Begin PROVIDED DATA

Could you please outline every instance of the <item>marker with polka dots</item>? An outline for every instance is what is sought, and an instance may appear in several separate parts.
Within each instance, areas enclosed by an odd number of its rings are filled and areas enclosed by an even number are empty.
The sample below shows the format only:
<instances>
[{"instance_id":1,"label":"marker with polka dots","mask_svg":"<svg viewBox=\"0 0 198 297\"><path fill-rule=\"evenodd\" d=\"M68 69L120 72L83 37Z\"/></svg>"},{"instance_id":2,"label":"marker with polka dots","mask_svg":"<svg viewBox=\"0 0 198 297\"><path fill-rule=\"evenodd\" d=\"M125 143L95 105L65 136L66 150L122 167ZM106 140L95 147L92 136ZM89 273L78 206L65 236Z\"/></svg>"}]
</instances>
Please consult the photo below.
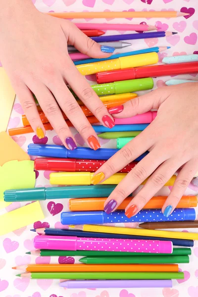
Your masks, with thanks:
<instances>
[{"instance_id":1,"label":"marker with polka dots","mask_svg":"<svg viewBox=\"0 0 198 297\"><path fill-rule=\"evenodd\" d=\"M76 236L38 235L34 246L39 249L62 250L102 250L151 253L172 253L172 242L108 238L92 238Z\"/></svg>"}]
</instances>

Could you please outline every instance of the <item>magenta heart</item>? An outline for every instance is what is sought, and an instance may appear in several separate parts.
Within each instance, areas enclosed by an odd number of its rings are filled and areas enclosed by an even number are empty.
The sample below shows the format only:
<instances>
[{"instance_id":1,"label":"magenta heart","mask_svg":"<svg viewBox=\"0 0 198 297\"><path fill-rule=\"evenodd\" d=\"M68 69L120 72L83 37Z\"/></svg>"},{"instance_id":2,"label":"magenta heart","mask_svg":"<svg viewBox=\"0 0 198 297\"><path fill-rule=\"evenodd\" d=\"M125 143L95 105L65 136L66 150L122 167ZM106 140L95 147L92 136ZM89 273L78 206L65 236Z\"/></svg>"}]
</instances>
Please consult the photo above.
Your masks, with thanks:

End PROVIDED DATA

* **EXERCISE PROMPT**
Return exactly the lines from the line bearing "Could you please outline every instance of the <item>magenta" to the end of the records, inclusive of both; include no other lines.

* **REPLY TO THE EXERCISE**
Could you please outline every instance of the <item>magenta heart</item>? An outline for every instance is what is sought, and an instance may appear in several separate parts.
Within each instance, areas enclosed by an odd number of its rings are filled and areas enclosed by an even number are empty.
The sample below shows the format only:
<instances>
[{"instance_id":1,"label":"magenta heart","mask_svg":"<svg viewBox=\"0 0 198 297\"><path fill-rule=\"evenodd\" d=\"M68 69L120 72L83 37Z\"/></svg>"},{"instance_id":2,"label":"magenta heart","mask_svg":"<svg viewBox=\"0 0 198 297\"><path fill-rule=\"evenodd\" d=\"M125 143L95 105L65 136L66 150L122 167ZM106 140L95 147L92 136ZM89 273L78 206L65 236Z\"/></svg>"}]
</instances>
Please consult the photo above.
Your masks, with thanks:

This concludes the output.